_EXTRAIT DE PAGE_

========================================================================

Il faut à priori se réjouir d’un accord entre des belligérants même quand il porte le nom prudent et un peu alambiqué de "Accord pour une paix durable via une cessation permanente des hostilités". Le texte signé à Pretoria, sous l’égide de l’Union africaine, le 2 novembre dernier entre le gouvernement éthiopien d’une part et les rebelles du Front de libération du peuple tigréen d’autre part, est censé mettre fin à terme à un conflit extrêmement violent qui a commencé il y a juste deux ans et fait des dizaines de milliers de morts.
Dans l’immédiat surtout, ce texte est supposé aboutir à la reprise de la distribution de l’aide humanitaire dans le nord du pays, aide interrompue depuis de longs mois par un blocus imposé à la région par les autorités d’Addis-Abeba. Dès vendredi dernier, celles-ci ont d’ailleurs annoncé que désormais cette aide "afflue comme jamais" dans les zones du Tigré qu’elles contrôlent. Ce que les rebelles tigréens ont nié.
Impossible pour l’instant d’en savoir beaucoup plus, car les journalistes ne sont pas autorisés à accéder aux régions concernées et les communications avec le nord sont plus qu’aléatoires. Début octobre, cependant, un médecin basé à Mekele, la capitale du Tigré, avait réussi à témoigner, via la radio britannique BBC, du quotidien de son hôpital. Et avait raconté comment il voyait régulièrement mourir certains de ses malades sans pouvoir rien faire pour eux, faute de disposer des médicaments les plus élémentaires pour les soigner.
Si l’on doit espérer que l’aide parvienne enfin à Mekele et dans le reste de la région, il faut rester prudent quant à l’application de l’accord du 2 novembre. D’abord, parce que derrière le mot d'accord, c’est plutôt d’une reddition des rebelles tigréens qu’il s’agit, après qu’ils ont subi plusieurs défaites sévères au cours des semaines passées. Dans ces conditions, on peut se demander quelle sera leur capacité à faire respecter les termes du texte signé avec le gouvernement éthiopien et notamment à obtenir que la composition de l’administration régionale transitoire qui doit s’installer à Mekele - en attendant d’hypothétiques élections - soit représentative des populations de la région.
Ensuite, parce que le délai prévu pour le désarmement des rebelles tigréens (30 jours) est très court, sinon tout à fait irréaliste et qu’il n'est pas certain que tous les combattants du Nord soient disposés à passer sous les fourches caudines de leurs adversaires. Plus encore, si les forces fédérales profitent de leur reprise du contrôle de la région pour se livrer à des vengeances contre la population. Enfin, et surtout, parce que l’accord du 2 novembre n’associe pas explicitement l’un des principaux belligérants de ce conflit, l’Érythrée voisine, dont les troupes ont largement contribué aux défaites des rebelles tigréens et dont le gouvernement entend depuis longtemps obtenir un droit de regard, sinon un contrôle direct, sur le nord de l’Éthiopie. Une faille de taille dans un accord censé aboutir à une paix durable.

========================================================================

_JEU DE DONNÉES_
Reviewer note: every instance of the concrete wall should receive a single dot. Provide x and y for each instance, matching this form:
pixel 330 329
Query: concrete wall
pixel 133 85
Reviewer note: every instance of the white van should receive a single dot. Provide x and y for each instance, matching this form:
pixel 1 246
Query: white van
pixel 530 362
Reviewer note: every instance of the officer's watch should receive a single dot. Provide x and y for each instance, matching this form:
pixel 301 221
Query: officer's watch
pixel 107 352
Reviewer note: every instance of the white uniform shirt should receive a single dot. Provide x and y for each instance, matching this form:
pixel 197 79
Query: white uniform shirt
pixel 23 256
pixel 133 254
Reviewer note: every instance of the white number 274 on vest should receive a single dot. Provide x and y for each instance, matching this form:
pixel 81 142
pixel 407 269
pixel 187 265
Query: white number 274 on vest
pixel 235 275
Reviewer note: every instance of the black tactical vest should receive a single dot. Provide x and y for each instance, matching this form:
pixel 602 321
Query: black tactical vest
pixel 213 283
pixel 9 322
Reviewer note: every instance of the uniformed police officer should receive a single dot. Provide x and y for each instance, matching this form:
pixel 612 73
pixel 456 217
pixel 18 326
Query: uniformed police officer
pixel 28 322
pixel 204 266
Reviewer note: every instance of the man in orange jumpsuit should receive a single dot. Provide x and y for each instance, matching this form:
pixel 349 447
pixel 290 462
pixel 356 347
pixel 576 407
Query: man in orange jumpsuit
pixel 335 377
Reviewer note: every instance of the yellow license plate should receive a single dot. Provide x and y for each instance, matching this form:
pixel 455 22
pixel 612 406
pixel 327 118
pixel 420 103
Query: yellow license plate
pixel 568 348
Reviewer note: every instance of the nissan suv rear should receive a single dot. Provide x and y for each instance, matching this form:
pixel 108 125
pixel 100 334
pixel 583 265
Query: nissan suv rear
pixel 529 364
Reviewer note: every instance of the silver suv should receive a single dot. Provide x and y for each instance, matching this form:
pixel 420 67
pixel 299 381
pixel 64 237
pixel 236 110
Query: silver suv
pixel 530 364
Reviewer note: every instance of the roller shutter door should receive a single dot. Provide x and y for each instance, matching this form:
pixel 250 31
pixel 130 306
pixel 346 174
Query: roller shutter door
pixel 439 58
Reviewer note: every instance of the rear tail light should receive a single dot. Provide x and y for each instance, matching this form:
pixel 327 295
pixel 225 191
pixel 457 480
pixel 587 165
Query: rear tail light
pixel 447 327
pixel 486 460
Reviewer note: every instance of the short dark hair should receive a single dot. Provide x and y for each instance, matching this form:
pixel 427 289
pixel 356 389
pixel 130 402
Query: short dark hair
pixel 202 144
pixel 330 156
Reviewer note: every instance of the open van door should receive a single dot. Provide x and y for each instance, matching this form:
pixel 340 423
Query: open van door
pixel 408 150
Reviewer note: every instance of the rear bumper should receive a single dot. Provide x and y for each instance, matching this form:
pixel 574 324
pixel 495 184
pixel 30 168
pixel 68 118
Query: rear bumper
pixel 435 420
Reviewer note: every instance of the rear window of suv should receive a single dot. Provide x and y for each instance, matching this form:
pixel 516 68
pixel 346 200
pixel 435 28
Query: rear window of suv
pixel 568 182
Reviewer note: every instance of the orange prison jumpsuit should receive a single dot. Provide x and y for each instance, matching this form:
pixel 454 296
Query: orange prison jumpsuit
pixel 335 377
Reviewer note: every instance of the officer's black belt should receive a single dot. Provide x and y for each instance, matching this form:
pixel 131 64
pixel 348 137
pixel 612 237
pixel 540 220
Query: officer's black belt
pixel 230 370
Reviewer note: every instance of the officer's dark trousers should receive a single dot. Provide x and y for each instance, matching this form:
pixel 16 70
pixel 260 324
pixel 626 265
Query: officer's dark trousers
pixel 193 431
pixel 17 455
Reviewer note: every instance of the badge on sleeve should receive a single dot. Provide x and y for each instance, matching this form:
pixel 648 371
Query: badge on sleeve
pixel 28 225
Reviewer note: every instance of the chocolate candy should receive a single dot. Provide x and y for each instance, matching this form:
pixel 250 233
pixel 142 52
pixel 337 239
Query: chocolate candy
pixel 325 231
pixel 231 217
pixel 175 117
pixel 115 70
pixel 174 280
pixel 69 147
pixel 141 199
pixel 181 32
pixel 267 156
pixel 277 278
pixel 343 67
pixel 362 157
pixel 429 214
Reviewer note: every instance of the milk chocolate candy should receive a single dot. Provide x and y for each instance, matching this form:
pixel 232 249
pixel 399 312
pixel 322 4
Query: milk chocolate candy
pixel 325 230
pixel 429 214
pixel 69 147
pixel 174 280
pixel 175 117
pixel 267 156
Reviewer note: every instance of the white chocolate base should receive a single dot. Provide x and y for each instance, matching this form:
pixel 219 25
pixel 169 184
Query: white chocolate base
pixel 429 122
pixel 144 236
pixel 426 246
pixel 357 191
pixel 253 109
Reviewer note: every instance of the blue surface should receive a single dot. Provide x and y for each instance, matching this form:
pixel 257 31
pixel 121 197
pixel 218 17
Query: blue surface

========================================================================

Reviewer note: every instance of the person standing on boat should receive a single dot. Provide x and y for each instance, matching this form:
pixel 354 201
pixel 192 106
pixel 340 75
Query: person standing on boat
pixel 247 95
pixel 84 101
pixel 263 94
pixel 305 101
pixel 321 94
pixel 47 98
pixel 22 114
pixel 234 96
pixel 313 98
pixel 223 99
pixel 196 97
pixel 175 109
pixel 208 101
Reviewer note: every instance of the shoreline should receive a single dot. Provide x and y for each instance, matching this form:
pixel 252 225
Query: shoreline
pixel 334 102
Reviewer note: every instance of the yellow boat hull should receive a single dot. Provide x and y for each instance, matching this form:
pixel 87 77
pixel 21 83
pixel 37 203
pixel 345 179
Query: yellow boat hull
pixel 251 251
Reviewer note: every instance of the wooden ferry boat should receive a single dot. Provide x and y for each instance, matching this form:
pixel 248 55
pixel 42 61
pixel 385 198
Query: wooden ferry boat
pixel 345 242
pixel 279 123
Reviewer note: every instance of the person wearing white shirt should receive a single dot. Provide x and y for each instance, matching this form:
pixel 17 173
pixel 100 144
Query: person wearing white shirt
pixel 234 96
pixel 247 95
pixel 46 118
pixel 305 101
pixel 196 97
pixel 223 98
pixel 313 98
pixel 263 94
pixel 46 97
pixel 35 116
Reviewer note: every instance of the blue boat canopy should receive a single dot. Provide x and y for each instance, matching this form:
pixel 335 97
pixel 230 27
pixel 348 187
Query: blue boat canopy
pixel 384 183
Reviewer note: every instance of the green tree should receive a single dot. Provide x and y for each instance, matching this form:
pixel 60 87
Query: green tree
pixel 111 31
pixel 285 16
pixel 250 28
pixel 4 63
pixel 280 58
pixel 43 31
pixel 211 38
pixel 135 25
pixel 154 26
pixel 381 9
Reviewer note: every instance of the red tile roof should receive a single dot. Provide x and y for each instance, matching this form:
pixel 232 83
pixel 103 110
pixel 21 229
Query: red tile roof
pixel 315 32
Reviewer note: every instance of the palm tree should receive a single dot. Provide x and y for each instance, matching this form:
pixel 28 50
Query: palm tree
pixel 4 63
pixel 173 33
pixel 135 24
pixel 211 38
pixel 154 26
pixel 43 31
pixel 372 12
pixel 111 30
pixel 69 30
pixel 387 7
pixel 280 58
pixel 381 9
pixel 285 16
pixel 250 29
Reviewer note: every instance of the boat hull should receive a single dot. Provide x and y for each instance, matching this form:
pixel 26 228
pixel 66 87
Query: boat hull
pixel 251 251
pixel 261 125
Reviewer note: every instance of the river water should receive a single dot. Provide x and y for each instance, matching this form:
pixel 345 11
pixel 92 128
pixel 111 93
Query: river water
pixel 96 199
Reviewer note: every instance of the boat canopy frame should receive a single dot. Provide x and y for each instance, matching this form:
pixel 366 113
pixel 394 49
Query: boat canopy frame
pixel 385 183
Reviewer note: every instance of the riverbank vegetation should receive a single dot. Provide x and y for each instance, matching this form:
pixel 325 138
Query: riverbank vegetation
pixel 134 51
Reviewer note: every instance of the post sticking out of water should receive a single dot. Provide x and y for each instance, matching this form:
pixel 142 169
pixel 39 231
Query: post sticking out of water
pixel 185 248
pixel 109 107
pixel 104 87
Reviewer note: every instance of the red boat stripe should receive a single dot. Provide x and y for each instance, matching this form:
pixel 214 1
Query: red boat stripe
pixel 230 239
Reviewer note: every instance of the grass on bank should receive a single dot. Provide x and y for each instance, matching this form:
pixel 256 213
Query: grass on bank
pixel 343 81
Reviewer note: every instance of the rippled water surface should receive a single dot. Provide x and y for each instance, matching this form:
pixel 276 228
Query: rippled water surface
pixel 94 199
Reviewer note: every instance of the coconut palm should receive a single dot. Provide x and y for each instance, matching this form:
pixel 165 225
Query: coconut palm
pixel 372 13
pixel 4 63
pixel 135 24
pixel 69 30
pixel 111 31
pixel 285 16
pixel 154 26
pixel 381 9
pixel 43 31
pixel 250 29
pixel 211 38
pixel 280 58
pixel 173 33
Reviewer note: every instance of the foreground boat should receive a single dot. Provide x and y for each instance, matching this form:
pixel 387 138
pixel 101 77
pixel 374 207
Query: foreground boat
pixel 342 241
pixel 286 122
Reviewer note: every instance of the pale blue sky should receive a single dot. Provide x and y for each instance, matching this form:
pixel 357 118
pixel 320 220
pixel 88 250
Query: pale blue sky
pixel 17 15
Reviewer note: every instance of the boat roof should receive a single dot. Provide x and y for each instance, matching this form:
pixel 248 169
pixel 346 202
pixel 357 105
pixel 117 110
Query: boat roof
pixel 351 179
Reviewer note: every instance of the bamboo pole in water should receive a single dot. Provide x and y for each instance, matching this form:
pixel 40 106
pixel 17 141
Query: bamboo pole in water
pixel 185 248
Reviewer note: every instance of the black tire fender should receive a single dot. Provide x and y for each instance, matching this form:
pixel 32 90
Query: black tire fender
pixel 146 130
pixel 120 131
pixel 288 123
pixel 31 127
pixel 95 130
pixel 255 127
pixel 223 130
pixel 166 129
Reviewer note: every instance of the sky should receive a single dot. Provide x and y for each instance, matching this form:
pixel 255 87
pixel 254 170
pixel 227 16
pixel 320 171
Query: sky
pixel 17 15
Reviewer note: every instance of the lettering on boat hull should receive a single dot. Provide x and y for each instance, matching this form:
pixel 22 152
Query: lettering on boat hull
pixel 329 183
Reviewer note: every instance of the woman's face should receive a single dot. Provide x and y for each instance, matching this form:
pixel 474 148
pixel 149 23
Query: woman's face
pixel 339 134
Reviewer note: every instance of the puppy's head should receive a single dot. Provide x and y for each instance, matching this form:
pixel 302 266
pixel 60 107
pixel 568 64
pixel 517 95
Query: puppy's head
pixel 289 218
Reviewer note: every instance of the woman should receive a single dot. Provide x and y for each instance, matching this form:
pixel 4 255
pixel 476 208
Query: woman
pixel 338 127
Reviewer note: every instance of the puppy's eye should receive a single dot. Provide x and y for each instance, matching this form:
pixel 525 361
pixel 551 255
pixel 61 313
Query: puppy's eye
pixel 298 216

========================================================================

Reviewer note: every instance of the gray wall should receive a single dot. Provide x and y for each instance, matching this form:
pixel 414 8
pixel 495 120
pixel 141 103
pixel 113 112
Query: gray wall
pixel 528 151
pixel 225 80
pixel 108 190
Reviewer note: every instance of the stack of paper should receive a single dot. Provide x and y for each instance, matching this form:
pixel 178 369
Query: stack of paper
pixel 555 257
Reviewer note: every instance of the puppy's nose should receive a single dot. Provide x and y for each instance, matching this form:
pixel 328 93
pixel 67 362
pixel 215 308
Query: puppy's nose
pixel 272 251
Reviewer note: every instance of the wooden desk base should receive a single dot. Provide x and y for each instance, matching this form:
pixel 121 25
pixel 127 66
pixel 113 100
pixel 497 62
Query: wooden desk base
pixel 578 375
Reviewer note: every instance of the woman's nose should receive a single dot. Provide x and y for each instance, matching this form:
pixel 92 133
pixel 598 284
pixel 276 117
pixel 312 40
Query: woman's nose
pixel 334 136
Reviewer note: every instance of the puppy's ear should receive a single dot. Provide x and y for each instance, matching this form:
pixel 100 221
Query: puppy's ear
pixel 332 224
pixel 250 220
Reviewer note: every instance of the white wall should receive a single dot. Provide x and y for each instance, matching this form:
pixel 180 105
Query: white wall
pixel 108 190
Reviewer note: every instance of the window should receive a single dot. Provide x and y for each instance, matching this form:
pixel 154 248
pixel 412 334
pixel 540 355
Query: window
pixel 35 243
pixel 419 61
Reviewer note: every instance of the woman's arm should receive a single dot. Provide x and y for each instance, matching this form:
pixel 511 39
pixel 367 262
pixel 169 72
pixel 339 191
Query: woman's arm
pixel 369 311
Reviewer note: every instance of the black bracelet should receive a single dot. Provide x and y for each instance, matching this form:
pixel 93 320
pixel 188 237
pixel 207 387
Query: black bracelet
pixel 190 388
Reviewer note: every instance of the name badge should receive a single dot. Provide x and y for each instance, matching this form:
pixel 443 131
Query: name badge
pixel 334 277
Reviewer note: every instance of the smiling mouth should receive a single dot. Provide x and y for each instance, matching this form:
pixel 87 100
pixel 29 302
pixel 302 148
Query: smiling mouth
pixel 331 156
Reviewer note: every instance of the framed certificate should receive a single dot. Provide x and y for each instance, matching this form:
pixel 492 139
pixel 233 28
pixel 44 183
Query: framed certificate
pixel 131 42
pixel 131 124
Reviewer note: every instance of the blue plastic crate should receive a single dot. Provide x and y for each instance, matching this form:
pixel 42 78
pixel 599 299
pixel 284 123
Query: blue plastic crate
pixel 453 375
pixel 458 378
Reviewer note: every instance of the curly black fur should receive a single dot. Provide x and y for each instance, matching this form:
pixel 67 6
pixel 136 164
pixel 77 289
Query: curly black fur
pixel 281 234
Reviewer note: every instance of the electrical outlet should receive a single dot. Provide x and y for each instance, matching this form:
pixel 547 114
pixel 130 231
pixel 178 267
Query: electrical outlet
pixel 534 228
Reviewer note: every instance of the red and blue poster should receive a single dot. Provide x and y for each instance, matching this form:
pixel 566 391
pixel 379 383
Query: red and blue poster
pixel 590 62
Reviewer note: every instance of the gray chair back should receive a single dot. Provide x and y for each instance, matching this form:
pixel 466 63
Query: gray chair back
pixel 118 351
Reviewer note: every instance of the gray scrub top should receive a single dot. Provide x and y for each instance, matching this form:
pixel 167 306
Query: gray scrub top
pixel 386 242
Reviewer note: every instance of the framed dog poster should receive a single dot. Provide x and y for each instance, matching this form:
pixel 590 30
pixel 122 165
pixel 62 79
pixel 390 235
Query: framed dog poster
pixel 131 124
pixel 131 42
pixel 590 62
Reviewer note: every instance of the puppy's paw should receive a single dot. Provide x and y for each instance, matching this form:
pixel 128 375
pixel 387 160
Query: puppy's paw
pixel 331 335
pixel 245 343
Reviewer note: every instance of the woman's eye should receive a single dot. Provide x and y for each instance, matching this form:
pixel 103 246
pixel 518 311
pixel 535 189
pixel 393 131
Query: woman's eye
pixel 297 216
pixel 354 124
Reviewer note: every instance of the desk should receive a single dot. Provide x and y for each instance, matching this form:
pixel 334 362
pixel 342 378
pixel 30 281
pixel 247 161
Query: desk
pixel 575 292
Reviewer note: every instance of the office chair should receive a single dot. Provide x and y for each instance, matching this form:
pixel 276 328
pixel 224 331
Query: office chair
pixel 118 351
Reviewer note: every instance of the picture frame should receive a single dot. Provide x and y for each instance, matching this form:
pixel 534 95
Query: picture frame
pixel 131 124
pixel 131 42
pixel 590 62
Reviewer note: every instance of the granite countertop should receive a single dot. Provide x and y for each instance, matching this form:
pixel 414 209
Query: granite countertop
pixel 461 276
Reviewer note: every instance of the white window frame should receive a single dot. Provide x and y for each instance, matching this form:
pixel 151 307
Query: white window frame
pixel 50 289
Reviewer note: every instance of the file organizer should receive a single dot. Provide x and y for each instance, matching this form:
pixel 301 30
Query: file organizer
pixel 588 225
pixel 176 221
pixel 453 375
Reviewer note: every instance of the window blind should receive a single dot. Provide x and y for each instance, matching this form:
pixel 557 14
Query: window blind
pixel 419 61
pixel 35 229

========================================================================

_TÂCHES À RÉALISER_
**1.** Traduisez en anglais cette phrase de l'extrait sur l'accord de paix en Éthiopie : « Impossible pour l’instant d’en savoir beaucoup plus, car les journalistes ne sont pas autorisés à accéder aux régions concernées et les communications avec le nord sont plus qu’aléatoires. »
**2.** Recopiez le passage de l'extrait sur l'accord de paix en Éthiopie qui va de « Ensuite, parce que » à « une paix durable. ».

_RÉSULTATS DES TÂCHES_
**1.** It is impossible for now to find out much more, because journalists are not allowed to access the regions concerned and communications with the north are more than unreliable.

**2.**
Ensuite, parce que le délai prévu pour le désarmement des rebelles tigréens (30 jours) est très court, sinon tout à fait irréaliste et qu’il n'est pas certain que tous les combattants du Nord soient disposés à passer sous les fourches caudines de leurs adversaires. Plus encore, si les forces fédérales profitent de leur reprise du contrôle de la région pour se livrer à des vengeances contre la population. Enfin, et surtout, parce que l’accord du 2 novembre n’associe pas explicitement l’un des principaux belligérants de ce conflit, l’Érythrée voisine, dont les troupes ont largement contribué aux défaites des rebelles tigréens et dont le gouvernement entend depuis longtemps obtenir un droit de regard, sinon un contrôle direct, sur le nord de l’Éthiopie. Une faille de taille dans un accord censé aboutir à une paix durable.